▸ Assignment: In the answer, every entry must appear exactly as given.

▸ Study material:
▼▼▼
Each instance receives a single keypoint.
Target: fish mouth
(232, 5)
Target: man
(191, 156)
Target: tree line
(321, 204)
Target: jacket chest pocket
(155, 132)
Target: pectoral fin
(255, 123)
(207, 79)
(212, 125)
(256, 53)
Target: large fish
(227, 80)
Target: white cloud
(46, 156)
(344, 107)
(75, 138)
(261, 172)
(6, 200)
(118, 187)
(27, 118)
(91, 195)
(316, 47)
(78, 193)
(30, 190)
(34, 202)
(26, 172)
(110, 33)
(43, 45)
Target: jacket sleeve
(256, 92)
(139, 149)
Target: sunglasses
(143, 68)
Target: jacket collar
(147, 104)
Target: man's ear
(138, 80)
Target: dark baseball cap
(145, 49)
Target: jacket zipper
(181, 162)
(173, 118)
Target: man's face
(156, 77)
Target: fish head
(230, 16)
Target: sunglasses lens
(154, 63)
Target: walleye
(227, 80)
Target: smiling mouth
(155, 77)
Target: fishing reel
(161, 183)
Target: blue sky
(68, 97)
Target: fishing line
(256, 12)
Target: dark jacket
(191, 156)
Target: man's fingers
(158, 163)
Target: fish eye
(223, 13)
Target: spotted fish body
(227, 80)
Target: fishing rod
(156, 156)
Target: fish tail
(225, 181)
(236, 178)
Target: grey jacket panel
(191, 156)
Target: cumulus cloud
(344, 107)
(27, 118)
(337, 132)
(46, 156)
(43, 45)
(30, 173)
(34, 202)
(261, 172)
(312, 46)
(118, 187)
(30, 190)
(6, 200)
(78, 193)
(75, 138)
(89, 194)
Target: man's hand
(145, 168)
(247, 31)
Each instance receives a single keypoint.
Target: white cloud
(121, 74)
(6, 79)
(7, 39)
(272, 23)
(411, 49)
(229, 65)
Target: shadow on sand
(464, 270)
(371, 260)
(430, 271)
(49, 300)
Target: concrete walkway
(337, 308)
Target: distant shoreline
▲▲▲
▸ Result of this exercise:
Each instance receives a single keypoint.
Target: fish mouth
(232, 5)
Target: man
(191, 156)
Target: tree line
(321, 204)
Target: jacket chest pocket
(155, 132)
Target: pectoral fin
(255, 123)
(207, 79)
(212, 125)
(256, 53)
Target: large fish
(227, 80)
Target: white cloud
(46, 156)
(344, 107)
(75, 138)
(261, 172)
(6, 200)
(118, 187)
(27, 118)
(91, 195)
(316, 47)
(78, 193)
(30, 190)
(34, 202)
(26, 172)
(110, 33)
(43, 45)
Target: jacket sleeve
(256, 92)
(139, 149)
Target: sunglasses
(143, 68)
Target: jacket collar
(147, 104)
Target: man's ear
(138, 80)
Target: dark baseball cap
(145, 49)
Target: jacket zipper
(181, 162)
(173, 118)
Target: man's face
(156, 77)
Target: fish head
(230, 16)
Target: sunglasses lens
(154, 63)
Target: walleye
(227, 80)
Target: smiling mouth
(155, 77)
Target: fishing reel
(161, 183)
Target: blue sky
(68, 97)
Target: fishing line
(256, 12)
Target: dark jacket
(191, 156)
Target: man's fingers
(158, 163)
Target: fish eye
(223, 13)
Target: spotted fish body
(227, 80)
Target: fishing rod
(156, 156)
Target: fish tail
(225, 181)
(236, 178)
Target: grey jacket panel
(191, 156)
Target: cumulus cloud
(344, 107)
(27, 118)
(337, 132)
(46, 156)
(43, 45)
(30, 173)
(34, 202)
(261, 172)
(312, 46)
(118, 187)
(30, 190)
(6, 200)
(78, 193)
(75, 138)
(89, 194)
Target: man's hand
(145, 168)
(247, 31)
Each instance receives a single keypoint.
Target: white cloud
(121, 74)
(6, 79)
(7, 39)
(272, 23)
(411, 49)
(229, 65)
Target: shadow on sand
(464, 270)
(371, 260)
(430, 271)
(49, 300)
Target: concrete walkway
(337, 308)
Target: distant shoreline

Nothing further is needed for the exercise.